Tasks to complete =
1. Name each programming language mentioned in the mailing-list post on Arrow union compatibility.
2. Carry on the mailing-list post on Arrow union compatibility, picking up after its final quoted line.

==== Selected passage ====

Re: [DISCUSS] Arrow 1.0 Compatibility Issues: Union and Interval

Posted by Jacques Nadeau <ja...@apache.org>.
I'm using javascript as an adjective, sorry about the confusion Paul. And
maybe JSON would be a better adjective (but neither is good).

With your example of two Binary vectors that have different metadata, yes
the single-primitive model would argue that they should either be a single
binary vector or a struct that indicates the type. However the counter I
outlined above is that you could say single-primitive is really
single-container and unique leaf--e.g. int32,int64 is allowed but
int32,int32 is not and thus binary(md1), binary(md2) would be allowed. In
this context we could treat metadata as part of the leaf node type
signature.

Random aside, given your description I'm wondering if you're using
DenseUnion because you really need a DenseStruct.



On Tue, Mar 20, 2018 at 12:18 PM, Paul Taylor <pt...@apache.org> wrote:

> Jumping in b/c I did the JS Union implementations. I inferred the behavior
> from what I understood the C++ and Java to be doing, so I may have
> misunderstood how they should work.
>
> > To that end, we talked about
> > introducing a "single-primitive" (a.k.a. "javascript") union behavior
> that
> > would operate this way.
>
>
> Just to clarify, Jacques: are you referencing how the ArrowJS Unions work
> today, or using JavaScript as an adjective to describe the behavior you'd
> like to see?

==== Given records ====

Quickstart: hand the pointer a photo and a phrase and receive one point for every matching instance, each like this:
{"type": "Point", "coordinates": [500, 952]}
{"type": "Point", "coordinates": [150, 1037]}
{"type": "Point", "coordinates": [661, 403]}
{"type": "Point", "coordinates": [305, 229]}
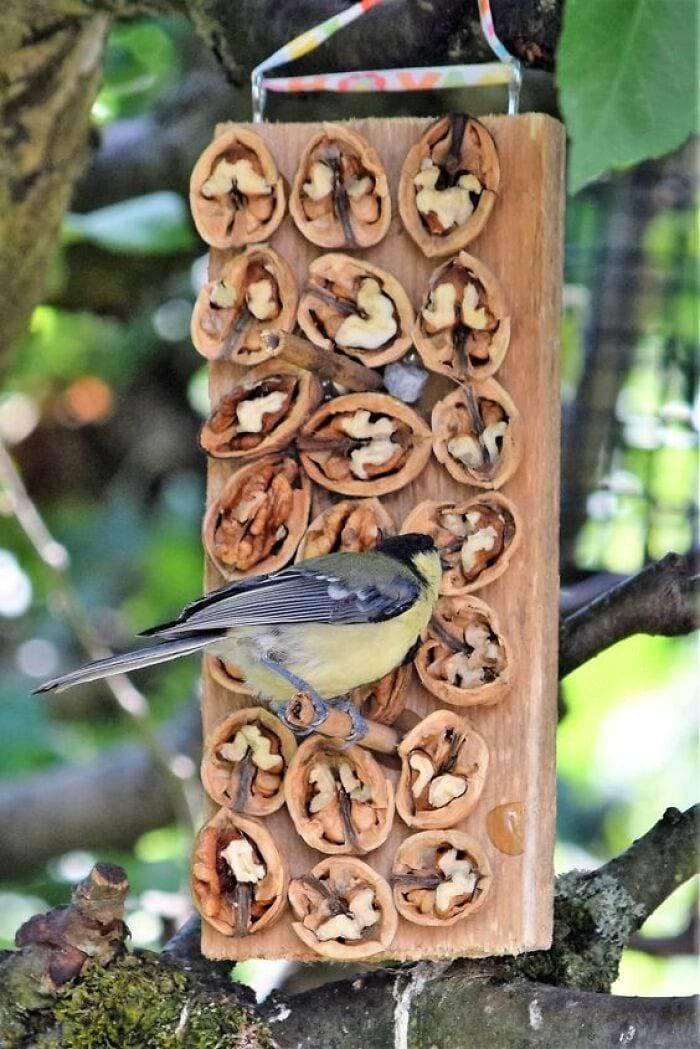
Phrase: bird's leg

====

The answers =
1. JavaScript, C++, Java

2.
>
> If the former, I may have misunderstood the distinction between Dense and
> Sparse Unions (typeIds buffer maps idx -> child_id, with Dense including a
> valueOffsets buffer to also map idx -> child_idx). I'm happy to review the
> implementations if this behavior is incorrect.
>
> > It would be defined by only allowing one of each
> > variety of type at any intermediate node of hierarchy. In other words, a
> > struct could never contain two structs or two lists. (It also couldn't
> > contain two int64 or int32). This is how the Java library behaves.
>
>
> One way we use the JS Union implementation at Graphistry is representing a
> heterogenous Struct of IPv4/6 address + port number combinations:
>
> > interface IPv4 extends BinaryVector { metadata: { ipVersion: 4 } }
> > interface IPv6 extends BinaryVector { metadata: { ipVersion: 6 } }
> >
> > type IPAddresses = DenseUnion<IPv4 | IPv6>
> > type IPsAndPorts = Struct<[IPAddress, Int32 /* <- nullable port vector
> */]>
>
> In this case, we benefit from the ability to compact the IP addresses into
> a dense Binary Vectors, with DenseUnion's valueOffsets buffer acting as an
> implicit Dictionary encoding -- useful when representing 200k events on an
> internal network of say, ~200 IPs.
>
> Would the "single-primitive" proposal restrict the IPAddresses type from
> containing two child Binary Vectors?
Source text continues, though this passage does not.